**СТРАНИЦА:**
++++++
Владимир Машков – российская суперзвезда. Блестящий киноактер, делающий карьеру в Голливуде, отличный театральный артист и режиссер. Сейчас Машков снял фильм «Папа». Перед премьерой с ним встретился корреспондент «Вашего досуга».

Владимир посвятил свою новую картину нашим папам. «Папа» – экранизация пьесы Александра Галича «Матросская тишина». Машков – и режиссер, и исполнитель главной роли. Но не удивляйтесь, если вы не сразу узнаете на экране своего любимца. Жуликоватый, строгий и до безумия любящий сына кладовщик Абрам Шварц из идиллического, еще не разоренного войной еврейского местечка – таков Машков в новой роли. Совсем уже скоро он сбреет пейсы, снимет нарукавники и примет участие в режиссерском проекте Роберта Де Ниро. Потом – роль очередного «плохого русского» в голливудском блокбастере «Миссия невыполнима-3». А пока Машкова ждет небольшая и заслуженная передышка: премьера «Папы» в рамках XXVI Московского Международного кинофестиваля.
++++++
**ПРЕДОСТАВЛЕННЫЕ ЗАПИСИ:**
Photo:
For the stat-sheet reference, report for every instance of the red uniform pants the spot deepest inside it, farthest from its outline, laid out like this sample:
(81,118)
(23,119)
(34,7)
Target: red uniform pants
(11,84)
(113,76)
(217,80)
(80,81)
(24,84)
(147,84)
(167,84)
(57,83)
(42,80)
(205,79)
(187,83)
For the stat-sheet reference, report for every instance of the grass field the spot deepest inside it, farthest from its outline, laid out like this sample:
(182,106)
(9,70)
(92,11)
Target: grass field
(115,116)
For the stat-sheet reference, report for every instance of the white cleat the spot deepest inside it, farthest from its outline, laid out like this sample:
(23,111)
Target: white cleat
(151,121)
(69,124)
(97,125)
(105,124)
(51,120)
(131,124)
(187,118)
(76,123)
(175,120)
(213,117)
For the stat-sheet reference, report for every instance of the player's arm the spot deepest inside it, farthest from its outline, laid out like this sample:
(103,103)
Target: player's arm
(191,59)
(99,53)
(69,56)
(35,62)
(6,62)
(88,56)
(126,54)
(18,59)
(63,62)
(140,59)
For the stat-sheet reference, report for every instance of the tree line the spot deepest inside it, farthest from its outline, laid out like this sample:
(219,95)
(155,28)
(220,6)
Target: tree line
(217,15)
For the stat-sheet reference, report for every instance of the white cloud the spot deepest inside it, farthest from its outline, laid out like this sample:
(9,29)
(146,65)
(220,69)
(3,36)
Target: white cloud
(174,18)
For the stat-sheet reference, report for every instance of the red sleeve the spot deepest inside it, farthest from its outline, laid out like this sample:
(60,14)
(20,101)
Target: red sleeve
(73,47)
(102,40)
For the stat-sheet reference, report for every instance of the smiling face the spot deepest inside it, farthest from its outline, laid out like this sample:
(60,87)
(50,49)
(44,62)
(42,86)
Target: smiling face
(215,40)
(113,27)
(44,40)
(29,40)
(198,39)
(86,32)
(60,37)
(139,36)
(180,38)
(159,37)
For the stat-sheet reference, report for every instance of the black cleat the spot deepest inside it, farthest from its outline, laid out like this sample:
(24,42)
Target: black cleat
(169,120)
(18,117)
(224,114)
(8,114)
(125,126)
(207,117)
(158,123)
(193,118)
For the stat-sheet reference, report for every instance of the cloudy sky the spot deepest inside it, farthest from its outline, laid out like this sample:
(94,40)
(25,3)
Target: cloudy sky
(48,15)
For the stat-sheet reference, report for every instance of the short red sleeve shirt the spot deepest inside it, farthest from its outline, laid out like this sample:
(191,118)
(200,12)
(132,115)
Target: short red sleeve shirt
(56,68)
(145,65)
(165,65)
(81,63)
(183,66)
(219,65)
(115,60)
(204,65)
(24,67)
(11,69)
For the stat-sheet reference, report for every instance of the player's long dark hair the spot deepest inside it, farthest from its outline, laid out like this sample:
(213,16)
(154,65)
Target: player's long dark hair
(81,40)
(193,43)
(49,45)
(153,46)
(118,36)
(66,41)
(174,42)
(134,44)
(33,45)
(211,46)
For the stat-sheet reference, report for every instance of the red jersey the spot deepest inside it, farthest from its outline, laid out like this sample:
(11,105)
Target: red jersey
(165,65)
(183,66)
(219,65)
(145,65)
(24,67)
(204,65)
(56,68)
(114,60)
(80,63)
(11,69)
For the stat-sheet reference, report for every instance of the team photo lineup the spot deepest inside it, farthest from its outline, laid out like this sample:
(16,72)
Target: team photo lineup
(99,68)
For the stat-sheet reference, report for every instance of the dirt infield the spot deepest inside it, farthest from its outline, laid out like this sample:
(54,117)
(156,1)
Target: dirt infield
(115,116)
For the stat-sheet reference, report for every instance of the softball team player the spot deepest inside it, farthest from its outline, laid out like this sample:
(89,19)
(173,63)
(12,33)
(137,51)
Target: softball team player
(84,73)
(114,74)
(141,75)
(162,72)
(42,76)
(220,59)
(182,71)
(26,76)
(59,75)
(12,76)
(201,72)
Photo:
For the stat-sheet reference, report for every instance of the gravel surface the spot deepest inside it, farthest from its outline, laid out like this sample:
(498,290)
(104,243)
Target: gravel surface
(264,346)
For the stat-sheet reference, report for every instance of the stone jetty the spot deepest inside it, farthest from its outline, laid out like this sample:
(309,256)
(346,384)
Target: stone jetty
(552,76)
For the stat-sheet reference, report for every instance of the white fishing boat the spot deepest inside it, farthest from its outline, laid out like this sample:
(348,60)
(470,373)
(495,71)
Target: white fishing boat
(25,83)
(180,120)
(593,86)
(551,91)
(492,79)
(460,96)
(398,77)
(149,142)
++++++
Продолжите заметку о фильме Владимира Машкова «Папа», начав сразу после ее последнего предложения. Записи для выполнения задания не используются.

**ОТВЕТ К ЗАДАНИЮ:**
– Володя, когда вы взялись за фильм «Папа», не возникало ощущения, что вы повторяете пройденное? Ведь в первый раз роль Абрама Шварца вы сыграли почти двадцать лет назад, в студенческом спектакле…

– Трудно исполнять одну и ту же роль в театре и кино – надо пользоваться совершенно разными красками. В кино неприемлемы многие вещи, позволительные в театре…

– Не было ли желания пригласить другого режиссера – чтобы подсказывал со стороны?

– Режиссера – нет. Я знал, как надо сделать в кино эту историю. А вот актера думал пригласить другого – все-таки трудно быть артистом, режиссером, сценаристом и продюсером одновременно. Но роль эта сидела во мне глубоко, и я понимал, что буду кому-то навязывать свой рисунок игры. Пришлось самому.

– Расскажите, с чего начались ваши долгие отношения с пьесой Галича «Матросская тишина».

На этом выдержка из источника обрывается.